EXERCISE INSTRUCTIONS: Can you pull out the data word for word, starting at its very first line and ending at the line that contains "[992,389,1344,581]", with both of those lines included?

--- START DATASET ENTRIES ---

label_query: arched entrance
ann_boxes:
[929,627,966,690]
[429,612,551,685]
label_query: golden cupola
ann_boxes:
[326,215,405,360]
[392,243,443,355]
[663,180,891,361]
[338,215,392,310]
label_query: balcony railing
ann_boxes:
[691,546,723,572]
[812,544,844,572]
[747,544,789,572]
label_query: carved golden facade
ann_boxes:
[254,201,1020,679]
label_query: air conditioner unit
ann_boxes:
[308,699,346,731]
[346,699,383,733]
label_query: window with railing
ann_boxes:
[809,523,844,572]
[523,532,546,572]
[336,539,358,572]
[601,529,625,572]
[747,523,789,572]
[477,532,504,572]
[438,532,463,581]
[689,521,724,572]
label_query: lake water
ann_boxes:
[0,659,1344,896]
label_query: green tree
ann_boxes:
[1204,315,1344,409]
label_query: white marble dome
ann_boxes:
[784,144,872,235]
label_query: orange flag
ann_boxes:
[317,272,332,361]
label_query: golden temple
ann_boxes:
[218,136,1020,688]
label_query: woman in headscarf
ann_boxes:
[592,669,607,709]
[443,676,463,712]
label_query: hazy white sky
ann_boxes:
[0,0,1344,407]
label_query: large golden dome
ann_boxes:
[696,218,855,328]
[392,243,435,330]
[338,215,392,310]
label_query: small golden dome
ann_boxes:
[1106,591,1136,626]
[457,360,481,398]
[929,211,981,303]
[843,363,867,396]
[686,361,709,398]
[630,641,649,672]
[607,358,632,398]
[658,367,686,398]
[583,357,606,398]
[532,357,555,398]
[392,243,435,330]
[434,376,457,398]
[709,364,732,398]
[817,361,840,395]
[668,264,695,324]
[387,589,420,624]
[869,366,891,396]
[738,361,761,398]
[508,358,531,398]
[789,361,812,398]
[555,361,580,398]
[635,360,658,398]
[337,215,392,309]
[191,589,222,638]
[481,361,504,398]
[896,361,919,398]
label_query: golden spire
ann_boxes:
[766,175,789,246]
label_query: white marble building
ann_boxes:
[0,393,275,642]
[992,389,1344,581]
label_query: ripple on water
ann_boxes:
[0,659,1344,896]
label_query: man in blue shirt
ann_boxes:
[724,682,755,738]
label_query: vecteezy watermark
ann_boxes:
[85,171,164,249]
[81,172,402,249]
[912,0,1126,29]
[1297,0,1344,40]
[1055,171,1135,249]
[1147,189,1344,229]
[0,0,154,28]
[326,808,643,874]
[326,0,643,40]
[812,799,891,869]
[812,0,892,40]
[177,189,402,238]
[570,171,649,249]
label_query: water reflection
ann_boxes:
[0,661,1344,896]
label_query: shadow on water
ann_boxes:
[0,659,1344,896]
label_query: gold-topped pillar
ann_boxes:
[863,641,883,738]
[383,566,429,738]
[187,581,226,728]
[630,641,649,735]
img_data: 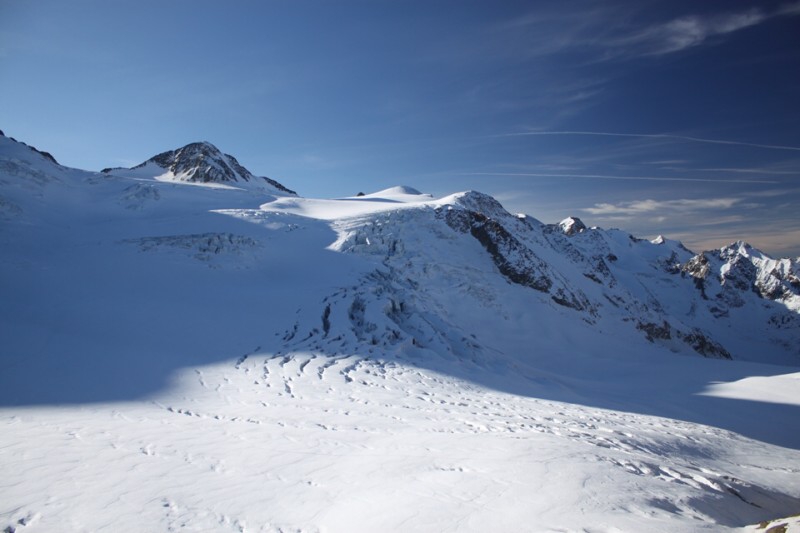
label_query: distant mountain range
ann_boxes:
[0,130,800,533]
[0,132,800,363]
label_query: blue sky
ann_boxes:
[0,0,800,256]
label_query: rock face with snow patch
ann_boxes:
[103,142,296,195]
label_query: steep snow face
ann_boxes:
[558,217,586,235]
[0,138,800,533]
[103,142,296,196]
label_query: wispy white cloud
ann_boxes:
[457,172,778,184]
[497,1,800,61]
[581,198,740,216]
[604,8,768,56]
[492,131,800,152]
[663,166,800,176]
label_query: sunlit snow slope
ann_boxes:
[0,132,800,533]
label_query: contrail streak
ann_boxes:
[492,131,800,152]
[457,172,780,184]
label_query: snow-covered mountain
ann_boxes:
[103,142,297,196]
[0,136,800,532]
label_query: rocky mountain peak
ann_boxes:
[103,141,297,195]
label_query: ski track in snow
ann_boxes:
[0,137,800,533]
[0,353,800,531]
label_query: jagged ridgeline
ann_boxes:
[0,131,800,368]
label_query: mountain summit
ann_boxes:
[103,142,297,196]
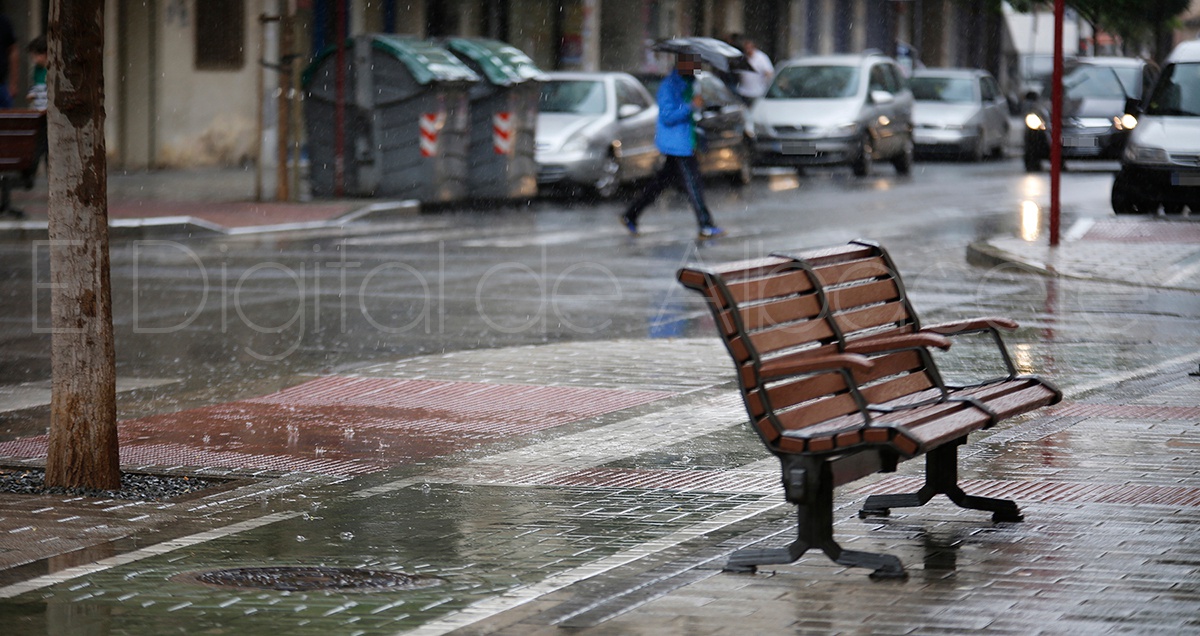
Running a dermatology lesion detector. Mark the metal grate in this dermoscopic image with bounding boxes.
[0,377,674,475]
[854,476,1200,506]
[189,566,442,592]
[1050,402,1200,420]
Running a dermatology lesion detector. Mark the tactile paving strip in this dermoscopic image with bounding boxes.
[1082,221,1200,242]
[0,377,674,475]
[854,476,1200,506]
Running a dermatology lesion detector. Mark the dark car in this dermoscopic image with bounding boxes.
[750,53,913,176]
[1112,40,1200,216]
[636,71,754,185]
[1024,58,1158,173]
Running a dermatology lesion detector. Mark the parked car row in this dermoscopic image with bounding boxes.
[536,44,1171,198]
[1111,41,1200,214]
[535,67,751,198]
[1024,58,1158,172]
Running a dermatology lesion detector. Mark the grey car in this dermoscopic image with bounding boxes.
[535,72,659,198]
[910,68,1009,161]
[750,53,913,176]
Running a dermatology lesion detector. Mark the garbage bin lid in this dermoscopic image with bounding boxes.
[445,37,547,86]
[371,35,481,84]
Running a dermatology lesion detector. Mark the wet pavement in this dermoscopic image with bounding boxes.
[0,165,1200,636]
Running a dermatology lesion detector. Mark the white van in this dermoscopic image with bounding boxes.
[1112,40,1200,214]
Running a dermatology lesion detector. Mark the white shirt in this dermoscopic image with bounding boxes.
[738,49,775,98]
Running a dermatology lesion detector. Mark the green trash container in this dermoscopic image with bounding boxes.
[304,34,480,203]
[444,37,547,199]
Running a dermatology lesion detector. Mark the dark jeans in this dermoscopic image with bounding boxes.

--- END DATASET ENTRIES ---

RESULT FOR THIS TASK:
label_query: arched entrance
ann_boxes:
[929,627,966,690]
[429,612,551,685]
label_query: golden cupola
ann_boxes:
[326,215,405,360]
[392,243,443,355]
[663,180,891,361]
[338,215,392,310]
label_query: balcony railing
ann_boxes:
[691,546,723,572]
[812,544,844,572]
[747,544,789,572]
label_query: carved golden facade
ann_boxes:
[254,201,1020,679]
label_query: air conditioner unit
ann_boxes:
[308,699,346,731]
[346,699,383,733]
label_query: window with railing
ann_boxes:
[809,523,844,572]
[523,532,546,572]
[336,539,358,572]
[601,529,625,572]
[747,523,789,572]
[477,532,504,572]
[438,532,463,581]
[689,521,724,572]
label_query: lake water
ann_boxes:
[0,659,1344,896]
label_query: green tree
ann_boxes:
[1204,315,1344,409]
label_query: white marble dome
ann_boxes:
[784,144,872,235]
label_query: orange flag
ann_boxes:
[317,272,332,361]
label_query: golden temple
ann_boxes:
[218,136,1020,688]
label_query: woman in headscarf
ann_boxes:
[592,669,607,709]
[443,676,463,712]
label_query: hazy white sky
ann_boxes:
[0,0,1344,407]
label_query: large golden dome
ann_boxes:
[696,218,855,328]
[392,243,435,330]
[338,215,392,310]
label_query: small golden dome
ann_boxes:
[1106,591,1136,626]
[457,360,481,398]
[929,211,981,303]
[843,363,867,396]
[686,361,709,398]
[630,641,649,672]
[607,358,632,398]
[658,367,686,398]
[583,357,606,398]
[532,357,555,398]
[392,243,435,330]
[434,376,457,398]
[709,364,732,398]
[817,361,840,395]
[668,264,695,324]
[387,589,420,624]
[869,366,891,396]
[738,361,761,398]
[508,358,531,398]
[789,361,812,398]
[555,361,580,398]
[635,360,658,398]
[337,215,392,309]
[191,589,222,638]
[481,361,504,398]
[896,361,919,398]
label_query: golden spire
ann_boxes:
[766,175,789,246]
label_query: white marble building
ann_boxes:
[0,393,275,642]
[992,389,1344,581]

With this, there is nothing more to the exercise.